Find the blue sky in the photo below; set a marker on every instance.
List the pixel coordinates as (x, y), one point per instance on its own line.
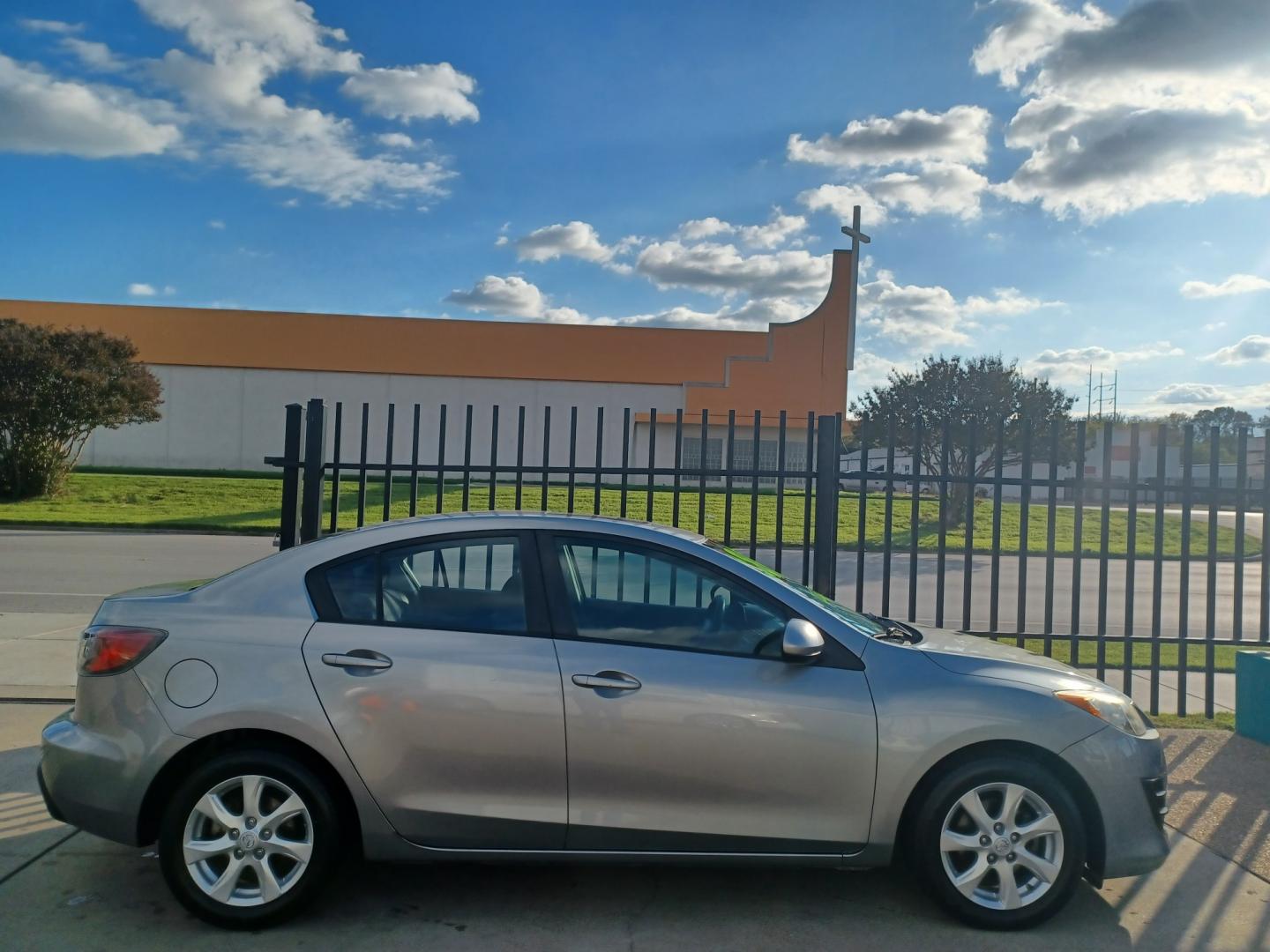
(1067, 185)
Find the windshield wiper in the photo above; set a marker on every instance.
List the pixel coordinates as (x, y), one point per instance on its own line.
(893, 629)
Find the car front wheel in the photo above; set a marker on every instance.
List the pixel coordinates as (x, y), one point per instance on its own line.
(1000, 842)
(248, 839)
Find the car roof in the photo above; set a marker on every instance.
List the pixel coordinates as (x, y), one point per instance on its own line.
(504, 518)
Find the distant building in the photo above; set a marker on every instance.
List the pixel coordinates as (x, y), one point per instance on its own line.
(227, 376)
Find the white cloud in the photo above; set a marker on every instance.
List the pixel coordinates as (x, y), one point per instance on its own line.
(1005, 302)
(927, 317)
(274, 33)
(1012, 46)
(1197, 397)
(144, 290)
(423, 92)
(700, 228)
(723, 270)
(573, 240)
(912, 315)
(394, 140)
(840, 201)
(1073, 365)
(1168, 103)
(513, 297)
(36, 26)
(1254, 346)
(871, 371)
(944, 188)
(959, 135)
(234, 49)
(1235, 285)
(753, 315)
(780, 228)
(46, 115)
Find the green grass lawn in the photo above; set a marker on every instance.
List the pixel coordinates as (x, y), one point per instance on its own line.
(1222, 721)
(242, 504)
(1087, 654)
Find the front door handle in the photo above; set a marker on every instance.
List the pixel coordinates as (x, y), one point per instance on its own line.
(609, 681)
(358, 661)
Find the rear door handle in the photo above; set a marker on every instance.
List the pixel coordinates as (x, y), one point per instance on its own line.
(358, 661)
(609, 681)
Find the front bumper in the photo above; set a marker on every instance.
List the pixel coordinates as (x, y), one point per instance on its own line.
(97, 777)
(1127, 776)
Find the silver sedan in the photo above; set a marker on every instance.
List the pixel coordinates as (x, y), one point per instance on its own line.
(510, 686)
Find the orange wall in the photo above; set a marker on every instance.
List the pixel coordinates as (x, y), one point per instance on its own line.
(800, 366)
(808, 366)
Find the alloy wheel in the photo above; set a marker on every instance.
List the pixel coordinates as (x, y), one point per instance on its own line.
(1001, 845)
(248, 841)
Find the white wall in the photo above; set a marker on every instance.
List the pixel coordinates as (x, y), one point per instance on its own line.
(217, 418)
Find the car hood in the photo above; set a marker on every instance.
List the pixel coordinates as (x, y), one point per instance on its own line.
(972, 654)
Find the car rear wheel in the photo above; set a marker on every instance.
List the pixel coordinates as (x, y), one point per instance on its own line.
(1000, 842)
(249, 839)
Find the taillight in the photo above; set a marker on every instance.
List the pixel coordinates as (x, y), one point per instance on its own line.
(109, 649)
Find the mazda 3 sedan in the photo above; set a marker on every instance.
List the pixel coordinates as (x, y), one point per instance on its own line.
(487, 687)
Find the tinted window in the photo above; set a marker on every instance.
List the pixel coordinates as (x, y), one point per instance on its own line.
(470, 584)
(646, 596)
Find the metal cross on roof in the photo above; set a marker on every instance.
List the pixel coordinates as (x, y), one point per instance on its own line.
(857, 238)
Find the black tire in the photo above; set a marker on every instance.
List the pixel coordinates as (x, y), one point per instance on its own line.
(323, 824)
(927, 859)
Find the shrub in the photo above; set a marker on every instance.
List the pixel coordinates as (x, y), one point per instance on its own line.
(56, 387)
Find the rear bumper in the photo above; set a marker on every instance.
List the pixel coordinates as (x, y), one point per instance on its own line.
(1125, 776)
(97, 778)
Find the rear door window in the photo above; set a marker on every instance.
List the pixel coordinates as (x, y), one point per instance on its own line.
(460, 584)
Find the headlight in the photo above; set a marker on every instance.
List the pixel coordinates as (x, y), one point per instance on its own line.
(1117, 710)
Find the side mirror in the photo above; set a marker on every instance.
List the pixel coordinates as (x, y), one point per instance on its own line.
(802, 640)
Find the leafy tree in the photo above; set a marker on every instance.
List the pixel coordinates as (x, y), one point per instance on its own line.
(969, 395)
(57, 387)
(1227, 419)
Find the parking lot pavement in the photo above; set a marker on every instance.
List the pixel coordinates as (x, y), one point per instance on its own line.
(61, 889)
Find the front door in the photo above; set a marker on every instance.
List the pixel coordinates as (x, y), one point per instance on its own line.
(687, 730)
(439, 680)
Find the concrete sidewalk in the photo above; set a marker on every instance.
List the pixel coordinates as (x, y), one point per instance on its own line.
(60, 889)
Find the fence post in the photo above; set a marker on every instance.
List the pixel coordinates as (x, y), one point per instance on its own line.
(315, 471)
(825, 559)
(288, 536)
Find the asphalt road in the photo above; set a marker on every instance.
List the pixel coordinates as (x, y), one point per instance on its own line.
(61, 889)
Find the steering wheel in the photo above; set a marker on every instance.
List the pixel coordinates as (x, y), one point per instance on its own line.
(767, 640)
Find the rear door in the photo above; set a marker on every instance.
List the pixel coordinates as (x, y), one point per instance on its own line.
(687, 730)
(435, 666)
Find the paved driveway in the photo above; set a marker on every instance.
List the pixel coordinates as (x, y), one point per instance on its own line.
(60, 889)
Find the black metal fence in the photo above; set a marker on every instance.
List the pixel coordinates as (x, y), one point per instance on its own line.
(1087, 562)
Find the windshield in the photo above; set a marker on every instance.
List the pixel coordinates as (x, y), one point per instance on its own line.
(854, 619)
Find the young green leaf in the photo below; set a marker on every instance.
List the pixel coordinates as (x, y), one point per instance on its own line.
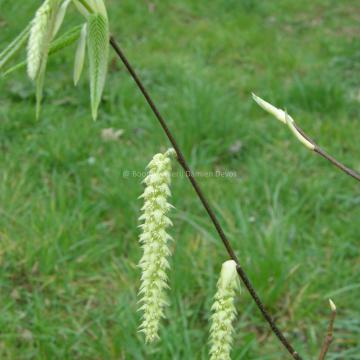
(84, 10)
(60, 43)
(80, 55)
(98, 52)
(99, 7)
(60, 16)
(11, 50)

- ASSIGNMENT -
Return every line from the entries above that includes the word "window".

- ANSWER TO THIS EXERCISE -
Find the tinted window in the photo above; set a marker on every instance.
Find the rear door window in the photo above; set a marker on every instance.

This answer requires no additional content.